### [Document]

........

Fondée le 23 janvier 1965, elle présente ses premiers films dans les locaux d'un ancien cinéclub, en plein centre d'Alger. Ses fonds réunissent longs et courts métrages, documentaires, photographies, périodiques, affiches et objets et matériels cinématographiques. Elle est également dotée d'une bibliothèque accessible aux étudiants et chercheurs qui peuvent avoir accès à une documentation et ouvrages sur le cinéma algérien.
Le directeur actuel de la cinémathèque, Salim Aggar, raconte la fondation de la cinémathèque:
Durant la guerre d’Algérie, le rôle de « coordinateur de la collecte des images » échut à Mahieddine Moussaoui. Il s’agissait alors de récupérer des images pour soutenir la cause indépendantiste et internationaliser le conflit. Une fois l’Algérie libérée, Mahieddine Moussaoui a pris la tête du nouveau Centre national de l’image et décidé de créer un grand centre d’archives. Celui-ci n’était pas conçu comme un lieu de projection, mais uniquement comme un service de conservation destiné à accueillir les photographies et les films rapatriés de Tunis. Il pensait en effet qu’ «un peuple sans histoire n’est pas un peuple, un pays sans archives pas un pays.» Mais, devant les difficultés, ce projet a évolué pour devenir une cinémathèque, c’est-à-dire un lieu destiné à la préservation et à la projection des seules œuvres filmiques. La Cinémathèque algérienne est née ainsi en 1965.
Aggar, Salim. Les trésors méconnus de la cinémathèque algérienne, Art Critique, Février 2020.
Des cinéphiles, des amateurs, des esprits curieux, se rassemblaient dans les salles de projection et prolongeaient les discussions tard en soirée; l’effusion culturelle était à son comble. La cinémathèque stimula alors la création d’un cinéma algérien authentique, mais également d’un cinéma africain en général. À la même époque d’ailleurs, en 1969, Alger accueillait le Festival panafricain, inondant alors les rues de célébrations grandioses révélant une Afrique libre, multiple et unie. La présence de certains Black Panthers, dans cette capitale qu’on surnommait “La mecque des révolutionnaires”, attestait de l’effusion populaire des années 60 et de la solidarité entre peuples qui en découla. La révolution avait certes insufflé une profonde exaltation chez le peuple et l’art devenait l’expression d’une liberté identitaire, culturelle et existentielle.

........

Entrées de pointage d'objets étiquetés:
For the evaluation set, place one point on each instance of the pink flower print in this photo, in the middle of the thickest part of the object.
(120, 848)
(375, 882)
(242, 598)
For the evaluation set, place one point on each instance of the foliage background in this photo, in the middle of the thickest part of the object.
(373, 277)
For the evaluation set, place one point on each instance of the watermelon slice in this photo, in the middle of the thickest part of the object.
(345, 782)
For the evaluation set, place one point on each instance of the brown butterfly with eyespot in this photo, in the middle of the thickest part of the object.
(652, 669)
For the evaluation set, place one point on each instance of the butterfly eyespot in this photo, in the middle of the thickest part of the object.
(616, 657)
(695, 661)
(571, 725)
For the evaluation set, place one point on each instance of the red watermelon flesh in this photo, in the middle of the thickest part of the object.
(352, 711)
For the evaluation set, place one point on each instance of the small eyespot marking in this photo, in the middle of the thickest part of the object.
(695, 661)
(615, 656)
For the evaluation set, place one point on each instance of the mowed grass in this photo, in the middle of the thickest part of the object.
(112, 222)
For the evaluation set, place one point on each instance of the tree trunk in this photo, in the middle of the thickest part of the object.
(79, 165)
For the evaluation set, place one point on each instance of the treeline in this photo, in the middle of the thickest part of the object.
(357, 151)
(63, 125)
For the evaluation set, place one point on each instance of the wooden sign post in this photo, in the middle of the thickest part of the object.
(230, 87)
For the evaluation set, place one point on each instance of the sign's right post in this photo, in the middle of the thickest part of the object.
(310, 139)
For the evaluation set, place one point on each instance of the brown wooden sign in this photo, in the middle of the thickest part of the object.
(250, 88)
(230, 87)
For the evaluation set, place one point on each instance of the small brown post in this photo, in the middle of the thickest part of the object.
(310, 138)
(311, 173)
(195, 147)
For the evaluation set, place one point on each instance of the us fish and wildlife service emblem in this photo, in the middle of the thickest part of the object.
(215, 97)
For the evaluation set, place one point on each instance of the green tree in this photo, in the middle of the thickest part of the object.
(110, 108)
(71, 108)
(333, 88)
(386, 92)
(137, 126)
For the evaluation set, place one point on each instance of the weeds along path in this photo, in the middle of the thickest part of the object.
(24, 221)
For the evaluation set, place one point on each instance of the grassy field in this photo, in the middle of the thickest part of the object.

........

### [Exercices]
1 > Répondez à ces questions d'après le texte sur la Cinémathèque algérienne.
(a) À quelle date la cinémathèque a-t-elle été fondée ?
(b) À qui le rôle de « coordinateur de la collecte des images » échut-il durant la guerre d'Algérie ?
(c) Quel festival Alger accueillait-elle en 1969 ?
2 > Reprenez le texte sur la Cinémathèque algérienne à la suite de sa dernière phrase.
Le matériel n'intervient pas dans ce travail.

### [Réponses]
1 >
(a) Le 23 janvier 1965.
(b) À Mahieddine Moussaoui.
(c) Le Festival panafricain.

2 >
Vidéo du passage de Elridge Cleaver et du festival panafricain à Alger (1969)
L’art, une absence étatique
Aujourd’hui, l’art n’a certainement plus le même soutien étatique qu’il eut jadis au temps de l’indépendance. Lors de mon passage à la cinémathèque, j’ai eu l'occasion de discuter avec Morad, le directeur de la cinémathèque “par défaut”, puisque le directeur officiel avait déserté sa position dès qu’il eut l’opportunité de travailler pour une grosse chaîne de télévision. Dès lors, Morad était presque seul à devoir entretenir et faire vivre cette institution culturelle autrefois glorieuse. Je me suis présentée à deux de leurs événements, une première projection de courts films documentaires réalisés par des cinéastes algériens et une deuxième projection pour le festival du film européen. Chaque fois, la salle était pleine et les discussions qui suivirent la projection étaient dynamiques, profondes et révélatrices de la communauté de penseurs et d’artistes dans le pays. Malgré la vacuité étatique dans les milieux artistiques, la volonté populaire demeure forte et mon contact avec ce milieu m’a permis de percer, un petit peu, cette sphère créatrice d’une culture avec laquelle je renoue tranquillement.
Passionnant !
La progressive disparition de soutien politique envers l'Art, en quoi est-elle due ? À partir de quand ?
Penses-tu qu'elle est liée à la décision en 2006 de faire de l'Islam, la religion d'État en Algérie ? La religion, en général, s'accorde mal avec l'ouverture créative souvent ''critique'' voir théologiquement absente.
Ou est-ce juste dû à la crise économique ?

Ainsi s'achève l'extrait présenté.